Short exercise: Render the material below as a JSON list of strings, with one string for each line and blank lines omitted.

Stored items:
============

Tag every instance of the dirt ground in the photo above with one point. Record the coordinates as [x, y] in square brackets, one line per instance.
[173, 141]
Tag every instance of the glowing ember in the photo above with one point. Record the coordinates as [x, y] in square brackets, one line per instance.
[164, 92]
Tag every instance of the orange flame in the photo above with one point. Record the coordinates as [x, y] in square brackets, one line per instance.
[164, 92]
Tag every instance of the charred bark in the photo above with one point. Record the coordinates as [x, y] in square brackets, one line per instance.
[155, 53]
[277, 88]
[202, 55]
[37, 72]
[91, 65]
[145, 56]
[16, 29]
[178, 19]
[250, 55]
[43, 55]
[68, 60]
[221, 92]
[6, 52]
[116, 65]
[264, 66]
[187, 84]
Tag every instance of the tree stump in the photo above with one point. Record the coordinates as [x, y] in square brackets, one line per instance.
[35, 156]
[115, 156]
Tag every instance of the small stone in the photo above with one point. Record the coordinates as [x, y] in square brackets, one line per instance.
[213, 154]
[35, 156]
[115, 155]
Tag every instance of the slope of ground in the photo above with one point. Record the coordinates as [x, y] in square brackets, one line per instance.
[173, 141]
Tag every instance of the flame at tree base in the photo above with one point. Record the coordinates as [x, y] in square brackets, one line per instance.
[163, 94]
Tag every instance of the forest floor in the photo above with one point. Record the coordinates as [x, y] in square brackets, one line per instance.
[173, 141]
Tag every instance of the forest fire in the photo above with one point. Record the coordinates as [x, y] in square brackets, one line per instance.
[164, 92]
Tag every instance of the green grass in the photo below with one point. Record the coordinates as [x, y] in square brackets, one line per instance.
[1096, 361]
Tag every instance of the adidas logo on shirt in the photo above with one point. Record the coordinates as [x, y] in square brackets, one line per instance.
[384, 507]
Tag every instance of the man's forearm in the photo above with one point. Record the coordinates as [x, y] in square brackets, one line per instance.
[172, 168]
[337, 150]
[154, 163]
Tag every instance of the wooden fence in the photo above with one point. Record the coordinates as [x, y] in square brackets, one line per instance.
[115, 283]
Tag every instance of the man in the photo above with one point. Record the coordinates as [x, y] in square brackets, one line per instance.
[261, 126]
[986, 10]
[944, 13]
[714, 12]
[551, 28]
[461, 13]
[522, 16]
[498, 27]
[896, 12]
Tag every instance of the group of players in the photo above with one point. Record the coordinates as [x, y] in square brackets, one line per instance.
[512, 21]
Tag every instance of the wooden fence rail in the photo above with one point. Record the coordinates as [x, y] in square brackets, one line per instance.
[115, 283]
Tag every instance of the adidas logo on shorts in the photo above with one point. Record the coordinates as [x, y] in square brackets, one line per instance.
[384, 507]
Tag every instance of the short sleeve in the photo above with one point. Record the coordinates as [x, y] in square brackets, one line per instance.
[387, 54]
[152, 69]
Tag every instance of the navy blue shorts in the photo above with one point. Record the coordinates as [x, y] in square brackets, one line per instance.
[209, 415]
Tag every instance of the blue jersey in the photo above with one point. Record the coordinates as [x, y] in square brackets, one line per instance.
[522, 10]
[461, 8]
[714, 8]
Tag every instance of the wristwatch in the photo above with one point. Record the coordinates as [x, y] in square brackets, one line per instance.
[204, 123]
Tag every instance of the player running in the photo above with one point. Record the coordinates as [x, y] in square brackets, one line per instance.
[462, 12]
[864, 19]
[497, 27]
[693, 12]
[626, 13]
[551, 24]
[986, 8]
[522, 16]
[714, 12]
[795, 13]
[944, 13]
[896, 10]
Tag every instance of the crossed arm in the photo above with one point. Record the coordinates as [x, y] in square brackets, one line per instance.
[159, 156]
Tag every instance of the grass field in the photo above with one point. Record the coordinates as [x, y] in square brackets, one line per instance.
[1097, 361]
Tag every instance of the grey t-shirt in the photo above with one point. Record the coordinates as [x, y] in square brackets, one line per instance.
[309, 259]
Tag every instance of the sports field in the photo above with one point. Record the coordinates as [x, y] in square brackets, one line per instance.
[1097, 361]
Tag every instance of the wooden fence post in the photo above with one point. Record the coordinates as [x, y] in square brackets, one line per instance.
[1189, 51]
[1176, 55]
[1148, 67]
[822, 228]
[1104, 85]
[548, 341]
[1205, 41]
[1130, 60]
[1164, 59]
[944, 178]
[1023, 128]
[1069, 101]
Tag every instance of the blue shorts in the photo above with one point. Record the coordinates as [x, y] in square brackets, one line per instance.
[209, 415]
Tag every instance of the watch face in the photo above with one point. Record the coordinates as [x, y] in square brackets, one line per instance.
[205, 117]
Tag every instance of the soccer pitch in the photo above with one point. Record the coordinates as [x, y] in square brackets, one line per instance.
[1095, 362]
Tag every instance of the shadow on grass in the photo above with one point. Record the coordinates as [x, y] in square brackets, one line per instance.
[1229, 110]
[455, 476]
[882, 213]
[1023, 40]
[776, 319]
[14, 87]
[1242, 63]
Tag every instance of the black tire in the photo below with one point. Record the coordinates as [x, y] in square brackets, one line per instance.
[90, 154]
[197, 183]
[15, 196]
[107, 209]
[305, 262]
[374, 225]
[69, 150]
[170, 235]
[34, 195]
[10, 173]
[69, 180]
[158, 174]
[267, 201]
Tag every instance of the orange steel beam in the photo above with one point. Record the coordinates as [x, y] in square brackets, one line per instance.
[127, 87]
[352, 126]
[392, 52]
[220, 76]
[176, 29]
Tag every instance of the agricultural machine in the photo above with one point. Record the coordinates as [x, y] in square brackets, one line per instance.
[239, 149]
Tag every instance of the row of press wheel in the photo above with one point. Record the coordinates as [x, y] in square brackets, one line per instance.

============

Complete output:
[
  "Tag every instance of the dirt ground in the photo above with one point. Record the coordinates as [x, y] in square brackets, one line per instance.",
  "[173, 141]",
  "Tag every instance of the glowing ember in the photo above with one point. Record the coordinates as [x, y] in square brackets, one line per instance.",
  "[164, 92]",
  "Tag every instance of the orange flame in the photo above with one point. Record the coordinates as [x, y] in square brackets, one line per instance.",
  "[164, 92]",
  "Tag every instance of the charred bark in the photo above with one point. Record the coordinates as [x, y] in square brackets, one line per instance.",
  "[155, 53]",
  "[277, 88]",
  "[202, 55]",
  "[37, 72]",
  "[91, 65]",
  "[145, 56]",
  "[16, 29]",
  "[178, 19]",
  "[250, 55]",
  "[43, 55]",
  "[68, 60]",
  "[221, 92]",
  "[6, 52]",
  "[116, 65]",
  "[264, 66]",
  "[187, 84]",
  "Tag every instance of the tree stump in the photo above with one point. Record the coordinates as [x, y] in square brackets, one line per instance.",
  "[35, 156]",
  "[115, 156]",
  "Tag every instance of the small stone in the photo above with one point. Record the coordinates as [x, y] in square brackets, one line per instance.",
  "[213, 154]",
  "[35, 156]",
  "[115, 155]",
  "Tag every instance of the slope of ground in the photo above with one point. Record the coordinates as [x, y] in square brackets, one line per instance.",
  "[173, 141]",
  "Tag every instance of the flame at tree base in the photo above with one point. Record the coordinates as [x, y] in square brackets, one line per instance.",
  "[163, 94]",
  "Tag every instance of the forest floor in the photo above with one point. Record the coordinates as [x, y] in square brackets, one line per instance.",
  "[173, 141]",
  "Tag every instance of the forest fire in the photo above with one point. Record the coordinates as [x, y] in square brackets, one line per instance.",
  "[164, 92]",
  "Tag every instance of the green grass in the photo below with one point. Record the coordinates as [x, y] in square brackets, one line per instance.",
  "[1096, 361]",
  "Tag every instance of the adidas logo on shirt in the photo above with one point. Record the coordinates as [x, y] in square brackets, one line per instance.",
  "[384, 507]",
  "Tag every instance of the man's forearm in the photo above with one point. Record the coordinates as [x, y] in square brackets, one line per instance.",
  "[172, 168]",
  "[337, 150]",
  "[154, 163]",
  "Tag every instance of the wooden fence in the photo above with one point. Record the coordinates as [x, y] in square brackets, one line per instance.",
  "[115, 283]",
  "Tag every instance of the man in the photo above with one point. Record the coordinates as [x, y] in square brackets, one line per instance.",
  "[261, 126]",
  "[986, 10]",
  "[944, 13]",
  "[714, 12]",
  "[551, 28]",
  "[461, 13]",
  "[522, 16]",
  "[498, 27]",
  "[896, 12]",
  "Tag every instance of the group of players in the photo above with one point. Record the coordinates as [x, y] in square brackets, one line per instance.",
  "[512, 21]",
  "Tag every instance of the wooden fence rail in the photo above with one point. Record the coordinates as [x, y] in square brackets, one line per instance.",
  "[115, 283]",
  "Tag every instance of the adidas logo on shorts in the photo above with one point. Record the coordinates as [x, y] in square brackets, one line per instance.",
  "[384, 507]",
  "Tag every instance of the short sleeve in the photo above with one point. Record the coordinates as [x, y] in square brackets, one line per instance.",
  "[387, 54]",
  "[152, 69]",
  "Tag every instance of the navy blue shorts in the photo above with one point. Record the coordinates as [x, y] in square brackets, one line per instance.",
  "[209, 415]",
  "Tag every instance of the blue jersey in the photo above with one point. Record the coordinates as [x, y] in square brackets, one line per instance.",
  "[522, 10]",
  "[461, 8]",
  "[714, 8]",
  "Tag every instance of the wristwatch in the photo above with one point. Record the coordinates as [x, y] in square brackets, one line per instance.",
  "[204, 123]",
  "Tag every instance of the player running in the photo above with one point. Record the coordinates as [x, y] in square brackets, one line per instance.",
  "[462, 12]",
  "[864, 19]",
  "[497, 27]",
  "[693, 12]",
  "[626, 13]",
  "[551, 24]",
  "[986, 8]",
  "[522, 16]",
  "[714, 12]",
  "[795, 13]",
  "[944, 13]",
  "[896, 10]",
  "Tag every instance of the crossed arm in the photo above with one point. Record the coordinates as [x, y] in square brackets, one line per instance.",
  "[159, 156]",
  "Tag every instance of the grass field in the photo above with one point. Record the coordinates as [x, y] in square brackets, one line per instance.",
  "[1097, 361]",
  "Tag every instance of the grey t-shirt in the photo above with one point. Record the coordinates as [x, y] in square brackets, one line per instance.",
  "[309, 259]",
  "Tag every instance of the sports field in the photo above with one point. Record the coordinates as [x, y] in square brackets, one line per instance.",
  "[1097, 361]",
  "Tag every instance of the wooden fence post in the photo above with one point. Record the coordinates as [x, y] in square brackets, one line per instance.",
  "[1189, 51]",
  "[1176, 55]",
  "[1148, 67]",
  "[822, 228]",
  "[1104, 85]",
  "[548, 341]",
  "[1205, 41]",
  "[1130, 60]",
  "[1164, 59]",
  "[944, 178]",
  "[1023, 128]",
  "[1069, 101]",
  "Tag every instance of the blue shorts in the photo above with one point. Record the coordinates as [x, y] in square brackets, one line per instance.",
  "[209, 415]",
  "Tag every instance of the watch face in the photo above with one point. Record the coordinates as [x, y] in square brackets, one line per instance.",
  "[205, 117]",
  "Tag every instance of the soccer pitch in the photo above with one point. Record the coordinates as [x, y] in square brackets, one line per instance.",
  "[1095, 362]",
  "Tag every instance of the shadow on grass in the photo above with one point. Record the coordinates as [x, y] in square brackets, one line per instance.",
  "[1229, 110]",
  "[455, 476]",
  "[882, 213]",
  "[1023, 40]",
  "[776, 319]",
  "[14, 87]",
  "[1242, 63]",
  "Tag every instance of the black tire in the photo below with one point. Record the coordinates as [x, y] in square brackets, one line per instance.",
  "[90, 154]",
  "[197, 183]",
  "[15, 196]",
  "[107, 209]",
  "[305, 262]",
  "[374, 225]",
  "[69, 150]",
  "[170, 235]",
  "[34, 195]",
  "[10, 173]",
  "[69, 180]",
  "[158, 174]",
  "[267, 201]",
  "Tag every instance of the orange steel beam in the photo above with one point. Record the coordinates as [x, y] in square brackets, one line per instance.",
  "[127, 87]",
  "[352, 126]",
  "[392, 52]",
  "[220, 76]",
  "[176, 29]",
  "Tag every instance of the agricultural machine in the photo above with one point. Record the coordinates as [x, y] in square brackets, one line per instance.",
  "[239, 149]",
  "Tag every instance of the row of press wheel in the photo above with one point. Record the coordinates as [x, y] in square brackets, one line per instance."
]